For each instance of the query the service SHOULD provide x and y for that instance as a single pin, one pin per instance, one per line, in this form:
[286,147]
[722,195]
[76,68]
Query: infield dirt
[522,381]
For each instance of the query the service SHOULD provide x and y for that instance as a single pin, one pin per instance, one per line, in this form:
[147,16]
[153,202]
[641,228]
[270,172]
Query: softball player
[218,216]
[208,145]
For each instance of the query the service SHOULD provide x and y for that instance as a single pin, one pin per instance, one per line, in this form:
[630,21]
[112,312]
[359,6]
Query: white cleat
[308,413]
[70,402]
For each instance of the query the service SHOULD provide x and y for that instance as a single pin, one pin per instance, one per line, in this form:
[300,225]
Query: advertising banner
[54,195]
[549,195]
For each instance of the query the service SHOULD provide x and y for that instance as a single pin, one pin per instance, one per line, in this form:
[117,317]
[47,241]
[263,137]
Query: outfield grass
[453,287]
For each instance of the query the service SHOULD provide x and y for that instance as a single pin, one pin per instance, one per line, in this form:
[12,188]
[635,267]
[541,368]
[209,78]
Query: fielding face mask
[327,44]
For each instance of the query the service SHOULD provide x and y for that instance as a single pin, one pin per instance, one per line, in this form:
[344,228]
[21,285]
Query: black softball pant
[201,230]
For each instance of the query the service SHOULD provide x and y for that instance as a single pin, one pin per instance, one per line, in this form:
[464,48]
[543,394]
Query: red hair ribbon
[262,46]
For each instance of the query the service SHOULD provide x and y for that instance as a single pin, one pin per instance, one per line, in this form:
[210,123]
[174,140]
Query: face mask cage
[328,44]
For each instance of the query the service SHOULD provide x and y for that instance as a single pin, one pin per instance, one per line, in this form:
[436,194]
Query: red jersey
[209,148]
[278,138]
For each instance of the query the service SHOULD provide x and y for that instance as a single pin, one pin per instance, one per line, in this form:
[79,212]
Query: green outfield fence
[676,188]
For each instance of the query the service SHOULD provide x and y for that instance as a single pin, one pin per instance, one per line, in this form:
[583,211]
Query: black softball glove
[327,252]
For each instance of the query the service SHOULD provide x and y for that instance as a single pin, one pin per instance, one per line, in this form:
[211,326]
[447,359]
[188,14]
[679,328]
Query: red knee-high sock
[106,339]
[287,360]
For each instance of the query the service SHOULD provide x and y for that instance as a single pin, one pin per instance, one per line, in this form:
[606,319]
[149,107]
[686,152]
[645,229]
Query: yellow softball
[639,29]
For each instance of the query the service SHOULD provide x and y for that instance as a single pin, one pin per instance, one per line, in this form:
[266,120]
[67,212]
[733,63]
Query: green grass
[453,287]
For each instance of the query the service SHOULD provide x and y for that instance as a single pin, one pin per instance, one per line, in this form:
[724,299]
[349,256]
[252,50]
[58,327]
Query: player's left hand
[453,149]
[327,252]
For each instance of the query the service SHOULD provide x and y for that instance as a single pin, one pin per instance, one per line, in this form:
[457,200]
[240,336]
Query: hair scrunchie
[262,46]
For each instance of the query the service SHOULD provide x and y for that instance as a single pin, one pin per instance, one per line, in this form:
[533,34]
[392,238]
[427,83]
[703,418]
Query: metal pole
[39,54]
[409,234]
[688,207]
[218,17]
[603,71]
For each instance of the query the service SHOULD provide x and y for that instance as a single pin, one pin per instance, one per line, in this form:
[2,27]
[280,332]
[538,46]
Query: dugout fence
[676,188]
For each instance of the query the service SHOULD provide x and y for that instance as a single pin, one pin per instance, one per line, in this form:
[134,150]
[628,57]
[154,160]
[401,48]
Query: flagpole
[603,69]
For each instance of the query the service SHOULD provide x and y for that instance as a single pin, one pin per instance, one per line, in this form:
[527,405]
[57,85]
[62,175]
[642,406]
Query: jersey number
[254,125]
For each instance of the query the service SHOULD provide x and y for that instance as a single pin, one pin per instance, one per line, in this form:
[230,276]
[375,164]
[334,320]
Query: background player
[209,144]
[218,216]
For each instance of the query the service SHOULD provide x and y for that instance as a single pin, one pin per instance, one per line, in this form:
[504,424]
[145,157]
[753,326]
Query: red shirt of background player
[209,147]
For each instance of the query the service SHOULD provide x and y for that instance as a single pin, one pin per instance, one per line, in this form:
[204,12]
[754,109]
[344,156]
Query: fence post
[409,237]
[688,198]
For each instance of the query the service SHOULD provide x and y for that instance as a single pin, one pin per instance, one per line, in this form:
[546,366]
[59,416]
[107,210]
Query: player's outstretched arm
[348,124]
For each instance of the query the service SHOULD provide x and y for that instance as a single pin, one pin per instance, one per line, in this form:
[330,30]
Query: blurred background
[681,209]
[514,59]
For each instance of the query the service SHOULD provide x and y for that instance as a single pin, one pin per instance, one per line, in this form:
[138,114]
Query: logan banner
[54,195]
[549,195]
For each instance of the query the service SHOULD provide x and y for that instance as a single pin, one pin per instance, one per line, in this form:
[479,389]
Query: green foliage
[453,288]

++++++++

Find every line in the items that contains the word "player", matching case exactly, and copy each of those lines.

Query: softball player
Query: player's left hand
Query: background player
Query: red shirt of background player
Query: player's outstretched arm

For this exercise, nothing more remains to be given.